WHAT IS BEING ASKED: Give a verbatim copy of the lines below, minus the pictures.

------

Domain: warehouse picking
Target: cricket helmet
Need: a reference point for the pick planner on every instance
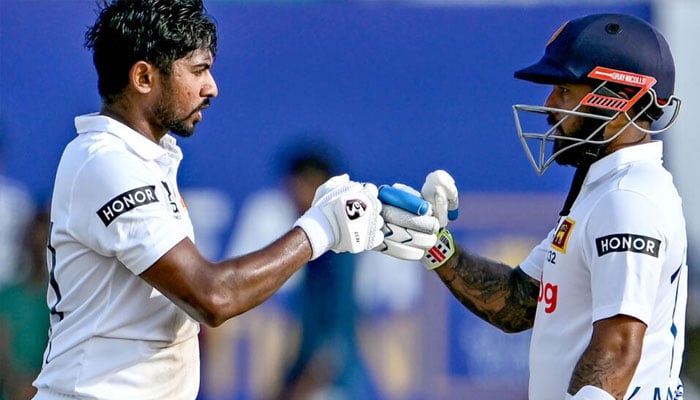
(611, 52)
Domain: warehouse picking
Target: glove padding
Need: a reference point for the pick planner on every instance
(344, 216)
(440, 190)
(438, 255)
(589, 392)
(407, 235)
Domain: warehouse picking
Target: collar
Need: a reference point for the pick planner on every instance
(138, 143)
(622, 158)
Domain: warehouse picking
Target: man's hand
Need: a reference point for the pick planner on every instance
(407, 235)
(440, 190)
(344, 216)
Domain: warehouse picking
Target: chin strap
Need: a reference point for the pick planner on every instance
(576, 184)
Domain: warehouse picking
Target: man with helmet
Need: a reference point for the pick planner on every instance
(605, 292)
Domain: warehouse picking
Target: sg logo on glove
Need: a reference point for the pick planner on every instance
(355, 208)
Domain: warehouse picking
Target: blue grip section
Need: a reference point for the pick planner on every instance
(403, 200)
(453, 214)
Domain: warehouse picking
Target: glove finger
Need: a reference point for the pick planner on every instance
(402, 251)
(440, 203)
(401, 217)
(398, 234)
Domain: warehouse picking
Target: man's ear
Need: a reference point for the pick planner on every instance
(142, 76)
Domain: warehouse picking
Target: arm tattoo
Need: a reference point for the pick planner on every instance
(495, 292)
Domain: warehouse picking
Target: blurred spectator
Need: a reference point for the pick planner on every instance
(24, 321)
(302, 342)
(16, 205)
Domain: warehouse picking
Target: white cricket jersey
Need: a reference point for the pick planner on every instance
(621, 250)
(116, 210)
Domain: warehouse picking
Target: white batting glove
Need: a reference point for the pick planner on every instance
(344, 216)
(589, 392)
(440, 190)
(407, 235)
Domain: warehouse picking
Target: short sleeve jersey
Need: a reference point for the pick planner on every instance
(115, 211)
(621, 250)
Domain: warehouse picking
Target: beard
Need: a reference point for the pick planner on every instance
(167, 113)
(167, 116)
(578, 153)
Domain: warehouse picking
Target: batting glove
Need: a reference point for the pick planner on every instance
(589, 392)
(440, 190)
(407, 235)
(344, 217)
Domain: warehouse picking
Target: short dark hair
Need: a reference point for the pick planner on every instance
(156, 31)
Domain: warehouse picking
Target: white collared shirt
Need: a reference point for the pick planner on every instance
(621, 250)
(115, 211)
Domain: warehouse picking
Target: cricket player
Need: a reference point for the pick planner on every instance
(605, 292)
(128, 287)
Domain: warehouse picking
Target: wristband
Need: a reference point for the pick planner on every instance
(589, 392)
(318, 230)
(438, 255)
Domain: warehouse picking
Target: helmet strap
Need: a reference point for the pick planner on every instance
(575, 189)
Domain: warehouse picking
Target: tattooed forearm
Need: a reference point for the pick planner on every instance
(497, 293)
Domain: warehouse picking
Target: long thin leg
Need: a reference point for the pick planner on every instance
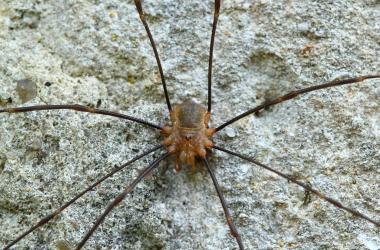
(121, 197)
(215, 22)
(303, 185)
(230, 222)
(295, 93)
(142, 18)
(81, 109)
(47, 218)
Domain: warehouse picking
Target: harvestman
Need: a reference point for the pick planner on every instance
(188, 138)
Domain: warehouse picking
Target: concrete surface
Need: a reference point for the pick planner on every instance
(97, 53)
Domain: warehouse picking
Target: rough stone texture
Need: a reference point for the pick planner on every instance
(97, 53)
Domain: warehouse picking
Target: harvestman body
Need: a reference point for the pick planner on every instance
(188, 138)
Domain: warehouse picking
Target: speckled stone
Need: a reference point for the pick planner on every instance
(97, 53)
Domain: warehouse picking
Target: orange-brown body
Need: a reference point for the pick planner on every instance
(189, 135)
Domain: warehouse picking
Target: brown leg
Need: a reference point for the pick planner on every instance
(230, 222)
(79, 108)
(294, 94)
(49, 217)
(142, 17)
(215, 22)
(121, 197)
(303, 185)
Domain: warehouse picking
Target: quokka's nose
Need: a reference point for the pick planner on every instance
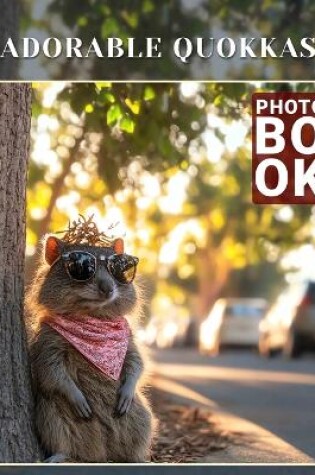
(105, 287)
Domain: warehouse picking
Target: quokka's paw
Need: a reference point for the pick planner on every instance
(56, 458)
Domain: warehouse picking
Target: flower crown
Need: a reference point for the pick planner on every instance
(85, 231)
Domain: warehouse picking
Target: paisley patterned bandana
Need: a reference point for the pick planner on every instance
(102, 342)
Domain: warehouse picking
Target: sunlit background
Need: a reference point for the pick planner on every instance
(170, 166)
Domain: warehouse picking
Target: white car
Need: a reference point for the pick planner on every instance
(232, 322)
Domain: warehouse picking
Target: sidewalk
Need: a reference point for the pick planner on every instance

------

FINAL ANSWER:
Domain: warehouse picking
Target: cricket helmet
Need: a reference point for the pick planner on every instance
(611, 52)
Domain: warehouse picking
Target: glove padding
Need: a reference point for the pick planner on every instance
(344, 216)
(440, 190)
(438, 255)
(589, 392)
(407, 235)
Domain: warehouse picking
Target: collar
Need: a reference point for the pick planner on every instance
(138, 143)
(622, 158)
Domain: warehouse picking
Target: man's hand
Need: a reference point for the pick planner on every instance
(407, 235)
(440, 190)
(344, 216)
Domain: warehouse picking
Target: chin strap
Need: a reference point for the pick planner on every instance
(576, 184)
Domain: warehouse picking
Target: man with helmet
Need: a reference point for the pick planner on every instance
(605, 292)
Domain: warehouse picking
Target: sg logo on glove
Need: a reference point for the pick planner on every instance
(355, 208)
Domain: warehouse picking
Target: blue grip section
Need: a reference point for the pick planner on every instance
(403, 200)
(453, 214)
Domain: warehouse picking
Target: glove finger
Need: a reference point for the pick planner on every instance
(402, 251)
(440, 203)
(401, 217)
(398, 234)
Domain: warehouse picking
Target: man's ear
Need: a reference point for the pick planner on every instance
(142, 76)
Domain: warehouse picking
Target: arm tattoo
Need: a reference point for the pick planner on every instance
(495, 292)
Domain: warehouse picking
Target: blurred spectator
Need: a reference point for the pick planner on every instance
(24, 321)
(302, 342)
(16, 205)
Domain: warehouse picking
Target: white cricket jersey
Need: a reference point for the pick planner on every instance
(621, 250)
(116, 210)
Domain: warehouse picking
Target: white batting glove
Need: a reference point for the pick planner on every instance
(344, 216)
(589, 392)
(440, 190)
(407, 235)
Domain: warehouse picking
Target: short sleeve jersey
Need: a reference point for the pick planner on every instance
(115, 211)
(621, 250)
Domain: warehouse picking
Target: beard
Need: a reference point for the pick planner on every instance
(167, 113)
(167, 116)
(578, 153)
Domain: warehouse picking
Target: batting glove
Need: a reference point for the pick planner on every instance
(589, 392)
(440, 190)
(407, 235)
(344, 217)
Domain: warehouse picking
Target: short dark hair
Need: a reference point for the pick planner on every instance
(156, 31)
Domain: warehouse picking
Target: white collared shirt
Need: a reference point for the pick planner on every instance
(621, 250)
(115, 211)
Domain: warehouse picking
Target: cricket player
Need: a reference point for the pick planner on every instance
(605, 292)
(128, 287)
Domain: warehouse picking
Target: wristband
Need: a reference point for the pick planner on every instance
(589, 392)
(318, 230)
(438, 255)
Domain: warehouse picking
Target: helmet strap
Need: a reference point for the pick planner on every instance
(575, 189)
Domain: warehouse picking
Target: tattooed forearm
Need: a reference point for the pick planner on every instance
(497, 293)
Domain: warehouse picking
Target: long thin leg
Need: a reference point for the pick planner on every instance
(121, 197)
(215, 22)
(303, 185)
(230, 222)
(295, 93)
(142, 18)
(81, 109)
(47, 218)
Domain: warehouse picking
Target: harvestman
Need: a reference point for the pick planner on every instance
(188, 138)
Domain: warehouse picking
Target: concrete surface
Need: a reference point for the pick planner on every instance
(97, 53)
Domain: warehouse picking
Target: rough stone texture
Need: a reference point for the pick planner on every instance
(97, 53)
Domain: warehouse picking
Target: harvestman body
Need: a reference point for the pick planner on every instance
(188, 138)
Domain: warehouse picking
Target: speckled stone
Need: a reference point for the pick planner on every instance
(97, 53)
Domain: warehouse picking
Target: orange-brown body
Need: a reference point for the pick planner on every instance
(189, 135)
Domain: warehouse picking
Target: brown leg
Need: a reference point for the pick planner on every instance
(230, 222)
(79, 108)
(294, 94)
(49, 217)
(142, 17)
(215, 22)
(121, 197)
(303, 185)
Domain: warehouse picking
Target: quokka's nose
Need: a reference point for the pick planner on every instance
(105, 287)
Domain: warehouse picking
Target: quokka's paw
Need: a reference point for the pick planner on every instance
(56, 458)
Domain: warehouse picking
Target: flower crown
Need: a reference point for the pick planner on every instance
(85, 231)
Domain: warehouse picking
Target: paisley patterned bandana
Need: a reference point for the pick planner on every instance
(102, 342)
Domain: warehouse picking
Target: sunlit background
Need: a reference point for the pick planner on every instance
(170, 166)
Domain: warehouse picking
Target: white car
Need: a reference point for the pick planner on every instance
(232, 322)
Domain: warehouse picking
Target: sidewalk
Need: a reference point for the pick planner on every instance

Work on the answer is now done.